How to complete this task: Extract every line of the material that holds the string "below".

+--

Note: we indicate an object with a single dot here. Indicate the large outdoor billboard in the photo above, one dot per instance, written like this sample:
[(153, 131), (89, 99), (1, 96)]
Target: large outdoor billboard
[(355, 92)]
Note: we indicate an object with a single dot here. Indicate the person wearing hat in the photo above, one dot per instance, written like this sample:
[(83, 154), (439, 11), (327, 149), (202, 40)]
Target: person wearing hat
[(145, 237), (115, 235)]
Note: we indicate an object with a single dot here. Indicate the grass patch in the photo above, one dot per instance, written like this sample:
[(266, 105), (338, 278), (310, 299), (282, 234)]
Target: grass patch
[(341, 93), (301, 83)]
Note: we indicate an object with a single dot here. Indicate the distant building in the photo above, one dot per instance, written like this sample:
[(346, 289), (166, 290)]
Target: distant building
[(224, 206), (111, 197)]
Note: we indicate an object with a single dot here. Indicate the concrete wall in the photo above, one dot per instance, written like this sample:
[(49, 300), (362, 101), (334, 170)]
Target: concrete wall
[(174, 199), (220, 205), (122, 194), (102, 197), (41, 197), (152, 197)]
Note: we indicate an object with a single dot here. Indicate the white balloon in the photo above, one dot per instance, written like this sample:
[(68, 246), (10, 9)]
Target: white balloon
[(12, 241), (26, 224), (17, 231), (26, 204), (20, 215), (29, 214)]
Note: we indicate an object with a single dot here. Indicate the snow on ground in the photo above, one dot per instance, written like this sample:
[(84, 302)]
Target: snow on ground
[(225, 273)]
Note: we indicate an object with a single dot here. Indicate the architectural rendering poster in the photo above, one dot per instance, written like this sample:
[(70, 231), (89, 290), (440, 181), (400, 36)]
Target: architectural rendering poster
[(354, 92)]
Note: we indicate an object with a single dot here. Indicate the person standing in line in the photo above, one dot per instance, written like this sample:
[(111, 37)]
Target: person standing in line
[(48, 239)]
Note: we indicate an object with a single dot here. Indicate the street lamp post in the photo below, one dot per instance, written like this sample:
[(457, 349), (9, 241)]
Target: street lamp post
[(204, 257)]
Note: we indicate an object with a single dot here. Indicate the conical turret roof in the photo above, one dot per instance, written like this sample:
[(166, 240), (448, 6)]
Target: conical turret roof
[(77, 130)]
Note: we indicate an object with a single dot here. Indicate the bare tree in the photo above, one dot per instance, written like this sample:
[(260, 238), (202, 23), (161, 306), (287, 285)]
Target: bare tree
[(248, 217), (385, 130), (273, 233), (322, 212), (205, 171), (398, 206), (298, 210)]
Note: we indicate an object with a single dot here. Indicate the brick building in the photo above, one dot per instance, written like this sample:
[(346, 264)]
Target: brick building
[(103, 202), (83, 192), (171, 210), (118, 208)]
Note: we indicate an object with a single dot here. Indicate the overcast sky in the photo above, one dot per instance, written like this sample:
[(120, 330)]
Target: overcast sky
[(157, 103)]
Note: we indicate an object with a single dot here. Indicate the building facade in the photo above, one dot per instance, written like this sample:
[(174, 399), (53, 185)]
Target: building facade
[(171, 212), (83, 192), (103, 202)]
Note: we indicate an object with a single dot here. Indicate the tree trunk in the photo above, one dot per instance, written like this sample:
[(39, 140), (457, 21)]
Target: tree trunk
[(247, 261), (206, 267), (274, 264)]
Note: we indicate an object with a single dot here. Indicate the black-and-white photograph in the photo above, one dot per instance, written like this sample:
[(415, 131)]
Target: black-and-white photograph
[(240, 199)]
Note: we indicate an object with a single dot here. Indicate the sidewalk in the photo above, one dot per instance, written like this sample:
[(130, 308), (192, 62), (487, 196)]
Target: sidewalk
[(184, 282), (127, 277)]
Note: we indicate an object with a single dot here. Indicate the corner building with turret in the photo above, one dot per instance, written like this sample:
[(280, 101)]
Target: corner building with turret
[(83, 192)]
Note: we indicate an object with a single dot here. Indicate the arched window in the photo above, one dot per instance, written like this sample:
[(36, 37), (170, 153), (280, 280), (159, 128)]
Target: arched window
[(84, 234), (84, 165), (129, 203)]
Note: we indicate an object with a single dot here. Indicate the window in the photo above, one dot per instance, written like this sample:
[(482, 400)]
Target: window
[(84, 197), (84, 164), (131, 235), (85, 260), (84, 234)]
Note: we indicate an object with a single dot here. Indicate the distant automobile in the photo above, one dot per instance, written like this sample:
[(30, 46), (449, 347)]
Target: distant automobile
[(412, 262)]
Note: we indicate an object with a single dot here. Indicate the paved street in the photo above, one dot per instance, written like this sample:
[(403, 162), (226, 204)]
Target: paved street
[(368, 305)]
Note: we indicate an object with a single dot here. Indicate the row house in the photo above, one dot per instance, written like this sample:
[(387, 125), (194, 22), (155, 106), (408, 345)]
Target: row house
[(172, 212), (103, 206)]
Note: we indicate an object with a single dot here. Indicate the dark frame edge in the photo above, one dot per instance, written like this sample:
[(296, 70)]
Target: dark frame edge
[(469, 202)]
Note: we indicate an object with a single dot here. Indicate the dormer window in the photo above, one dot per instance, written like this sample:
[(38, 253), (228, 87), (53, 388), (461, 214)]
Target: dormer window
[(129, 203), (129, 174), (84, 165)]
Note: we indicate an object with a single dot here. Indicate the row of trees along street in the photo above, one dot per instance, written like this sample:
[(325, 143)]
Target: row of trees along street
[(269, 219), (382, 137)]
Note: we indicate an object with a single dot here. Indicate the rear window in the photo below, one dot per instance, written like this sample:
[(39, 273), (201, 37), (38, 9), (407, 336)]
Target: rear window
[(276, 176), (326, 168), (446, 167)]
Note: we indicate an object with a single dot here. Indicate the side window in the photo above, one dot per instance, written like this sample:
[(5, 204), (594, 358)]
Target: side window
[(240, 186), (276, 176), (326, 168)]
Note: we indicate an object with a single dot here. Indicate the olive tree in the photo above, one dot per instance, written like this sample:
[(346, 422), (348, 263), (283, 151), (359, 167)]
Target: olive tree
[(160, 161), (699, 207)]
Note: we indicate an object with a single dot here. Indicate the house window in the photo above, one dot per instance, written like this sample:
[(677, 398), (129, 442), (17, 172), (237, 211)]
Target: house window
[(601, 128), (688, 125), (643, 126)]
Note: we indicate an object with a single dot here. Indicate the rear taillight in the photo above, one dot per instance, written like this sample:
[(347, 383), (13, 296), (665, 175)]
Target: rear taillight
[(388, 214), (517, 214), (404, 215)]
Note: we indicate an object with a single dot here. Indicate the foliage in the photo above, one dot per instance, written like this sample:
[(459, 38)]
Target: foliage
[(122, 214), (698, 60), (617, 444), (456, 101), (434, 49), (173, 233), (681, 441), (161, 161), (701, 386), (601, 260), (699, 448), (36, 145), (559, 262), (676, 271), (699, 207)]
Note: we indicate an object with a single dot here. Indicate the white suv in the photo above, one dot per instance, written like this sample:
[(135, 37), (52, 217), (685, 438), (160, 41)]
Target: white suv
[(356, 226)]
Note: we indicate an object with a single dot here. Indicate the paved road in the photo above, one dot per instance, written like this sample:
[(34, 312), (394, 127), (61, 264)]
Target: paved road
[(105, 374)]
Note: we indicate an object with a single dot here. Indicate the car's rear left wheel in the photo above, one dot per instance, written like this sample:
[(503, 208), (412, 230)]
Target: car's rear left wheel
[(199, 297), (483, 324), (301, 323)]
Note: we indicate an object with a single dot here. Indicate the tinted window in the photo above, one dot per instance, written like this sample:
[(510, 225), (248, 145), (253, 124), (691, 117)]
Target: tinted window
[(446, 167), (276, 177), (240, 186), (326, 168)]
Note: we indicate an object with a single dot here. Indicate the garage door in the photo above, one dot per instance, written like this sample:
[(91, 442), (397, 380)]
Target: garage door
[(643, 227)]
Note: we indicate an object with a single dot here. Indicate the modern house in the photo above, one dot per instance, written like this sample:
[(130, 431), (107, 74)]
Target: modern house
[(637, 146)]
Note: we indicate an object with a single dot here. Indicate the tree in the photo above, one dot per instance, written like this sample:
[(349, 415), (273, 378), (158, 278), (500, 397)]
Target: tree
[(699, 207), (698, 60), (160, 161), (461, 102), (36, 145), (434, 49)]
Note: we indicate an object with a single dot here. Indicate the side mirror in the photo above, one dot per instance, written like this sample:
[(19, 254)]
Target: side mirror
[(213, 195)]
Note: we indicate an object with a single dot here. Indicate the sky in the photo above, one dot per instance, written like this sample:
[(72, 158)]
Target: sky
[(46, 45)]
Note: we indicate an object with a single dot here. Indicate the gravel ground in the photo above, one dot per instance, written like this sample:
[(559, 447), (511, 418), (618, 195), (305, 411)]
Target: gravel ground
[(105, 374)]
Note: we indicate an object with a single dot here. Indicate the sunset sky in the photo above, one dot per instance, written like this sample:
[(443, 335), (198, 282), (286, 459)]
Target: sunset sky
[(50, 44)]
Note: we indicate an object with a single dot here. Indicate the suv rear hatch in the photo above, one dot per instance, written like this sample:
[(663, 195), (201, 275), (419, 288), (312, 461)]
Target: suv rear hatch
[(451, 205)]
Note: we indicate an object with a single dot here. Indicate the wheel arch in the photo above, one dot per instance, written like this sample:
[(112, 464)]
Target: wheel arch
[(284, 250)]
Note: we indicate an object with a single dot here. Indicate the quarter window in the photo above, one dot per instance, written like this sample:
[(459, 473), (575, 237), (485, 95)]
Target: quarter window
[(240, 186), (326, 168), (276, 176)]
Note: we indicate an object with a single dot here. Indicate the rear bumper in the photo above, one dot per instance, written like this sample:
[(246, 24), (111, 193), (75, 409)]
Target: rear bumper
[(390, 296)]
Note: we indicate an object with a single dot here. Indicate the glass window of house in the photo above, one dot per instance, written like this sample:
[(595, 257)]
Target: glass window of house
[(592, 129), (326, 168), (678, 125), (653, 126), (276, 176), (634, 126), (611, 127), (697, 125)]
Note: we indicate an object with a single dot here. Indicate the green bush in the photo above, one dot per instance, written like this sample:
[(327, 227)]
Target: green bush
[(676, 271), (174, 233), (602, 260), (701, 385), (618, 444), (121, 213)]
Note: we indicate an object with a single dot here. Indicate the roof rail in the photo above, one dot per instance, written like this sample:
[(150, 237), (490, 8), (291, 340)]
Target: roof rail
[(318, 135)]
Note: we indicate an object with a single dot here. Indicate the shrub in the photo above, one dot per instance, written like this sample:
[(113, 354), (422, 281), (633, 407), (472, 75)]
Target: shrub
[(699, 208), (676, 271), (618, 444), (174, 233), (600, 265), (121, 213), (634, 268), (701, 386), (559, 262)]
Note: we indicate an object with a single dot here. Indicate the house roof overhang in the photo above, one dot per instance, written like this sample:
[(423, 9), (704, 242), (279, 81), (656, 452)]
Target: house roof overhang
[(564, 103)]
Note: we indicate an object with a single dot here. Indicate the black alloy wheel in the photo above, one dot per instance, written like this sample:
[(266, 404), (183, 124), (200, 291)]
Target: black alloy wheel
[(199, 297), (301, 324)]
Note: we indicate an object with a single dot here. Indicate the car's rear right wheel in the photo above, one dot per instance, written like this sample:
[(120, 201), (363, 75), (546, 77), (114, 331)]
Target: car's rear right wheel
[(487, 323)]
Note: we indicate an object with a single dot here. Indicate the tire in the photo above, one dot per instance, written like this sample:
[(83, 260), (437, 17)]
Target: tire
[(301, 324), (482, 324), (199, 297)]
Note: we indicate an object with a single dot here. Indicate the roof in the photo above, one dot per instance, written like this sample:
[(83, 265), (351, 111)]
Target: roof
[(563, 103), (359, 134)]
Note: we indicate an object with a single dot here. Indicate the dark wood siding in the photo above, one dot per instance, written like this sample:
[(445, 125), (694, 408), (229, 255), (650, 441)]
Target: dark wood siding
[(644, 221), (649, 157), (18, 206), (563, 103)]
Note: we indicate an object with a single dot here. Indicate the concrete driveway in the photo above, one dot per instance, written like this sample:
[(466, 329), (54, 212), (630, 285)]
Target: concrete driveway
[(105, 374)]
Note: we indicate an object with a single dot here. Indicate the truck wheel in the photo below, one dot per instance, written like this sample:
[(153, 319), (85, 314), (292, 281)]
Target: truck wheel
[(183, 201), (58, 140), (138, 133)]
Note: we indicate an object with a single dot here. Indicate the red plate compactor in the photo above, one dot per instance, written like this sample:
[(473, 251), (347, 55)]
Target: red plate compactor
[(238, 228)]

+--

Task solution:
Note: we indicate an object with a single dot here. Indicate the street lamp post in the photo below, one dot per instance, written like this sample:
Note: we indicate an object with a single dot here. Indicate the rear window in the photo below, one dot per instance, written like this sample:
Note: we indicate an object with a single dot here. Indicate the truck wheel in the photo below, one dot per instance, written like this sample:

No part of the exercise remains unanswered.